◆ **AIM**
Everything from the line containing "Q: Locate the officer's" to the final line of the records below should be given again exactly, and nothing else.

◆ **RECORDS SHOWN**
####
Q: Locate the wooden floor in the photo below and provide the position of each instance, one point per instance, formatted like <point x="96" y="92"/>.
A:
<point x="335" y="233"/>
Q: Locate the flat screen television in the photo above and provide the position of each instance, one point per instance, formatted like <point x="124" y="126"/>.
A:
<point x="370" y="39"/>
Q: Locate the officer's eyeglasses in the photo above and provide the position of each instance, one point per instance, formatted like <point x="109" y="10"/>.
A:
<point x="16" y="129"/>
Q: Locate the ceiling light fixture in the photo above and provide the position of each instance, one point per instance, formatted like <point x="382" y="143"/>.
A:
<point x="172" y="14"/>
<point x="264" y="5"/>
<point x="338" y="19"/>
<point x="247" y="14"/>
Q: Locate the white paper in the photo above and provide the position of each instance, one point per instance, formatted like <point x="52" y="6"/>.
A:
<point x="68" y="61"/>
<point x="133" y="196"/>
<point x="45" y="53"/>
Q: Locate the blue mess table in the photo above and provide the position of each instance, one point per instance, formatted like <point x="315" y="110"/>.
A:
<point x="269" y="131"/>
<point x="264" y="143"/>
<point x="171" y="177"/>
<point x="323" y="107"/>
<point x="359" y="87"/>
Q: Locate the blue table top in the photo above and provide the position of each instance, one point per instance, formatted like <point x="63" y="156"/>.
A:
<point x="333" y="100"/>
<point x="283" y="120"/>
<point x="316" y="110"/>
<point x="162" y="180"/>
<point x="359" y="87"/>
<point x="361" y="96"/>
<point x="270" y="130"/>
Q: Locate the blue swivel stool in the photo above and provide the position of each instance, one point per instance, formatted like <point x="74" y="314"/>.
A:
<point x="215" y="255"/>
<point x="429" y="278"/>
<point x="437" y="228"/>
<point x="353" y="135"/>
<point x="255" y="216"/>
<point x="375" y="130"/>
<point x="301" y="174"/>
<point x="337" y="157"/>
####
◆ **SOLUTION TO THIS PROBLEM**
Q: Locate the officer's eyeglasses in the photo above and provide the position of each instance, one point per instance, formatted like <point x="109" y="10"/>.
A:
<point x="16" y="129"/>
Q: Locate the ceiling light fixture in the photo above and provide the position of each instance, one point per instance, formatted like <point x="382" y="143"/>.
A:
<point x="172" y="14"/>
<point x="264" y="5"/>
<point x="338" y="19"/>
<point x="247" y="14"/>
Q: Locate the white paper in the photo above and provide the position of each instance, one point per instance, formatted like <point x="52" y="6"/>.
A:
<point x="68" y="61"/>
<point x="133" y="196"/>
<point x="45" y="53"/>
Q: Locate the blue mess table in the photo above and provide the position of each instance, one point per instance, formatted like <point x="315" y="110"/>.
A:
<point x="269" y="131"/>
<point x="264" y="143"/>
<point x="171" y="177"/>
<point x="323" y="107"/>
<point x="359" y="87"/>
Q: Locate the blue table top in the photo above and provide the position of each instance, one point per instance, formatted like <point x="63" y="156"/>.
A:
<point x="333" y="100"/>
<point x="283" y="120"/>
<point x="316" y="110"/>
<point x="162" y="180"/>
<point x="359" y="87"/>
<point x="361" y="96"/>
<point x="270" y="130"/>
Q: Locate the blue swivel stool in the photo above and provide the position of each instance, one point per instance, formatted like <point x="74" y="314"/>.
A:
<point x="215" y="255"/>
<point x="429" y="278"/>
<point x="437" y="228"/>
<point x="353" y="135"/>
<point x="255" y="216"/>
<point x="375" y="130"/>
<point x="301" y="174"/>
<point x="337" y="157"/>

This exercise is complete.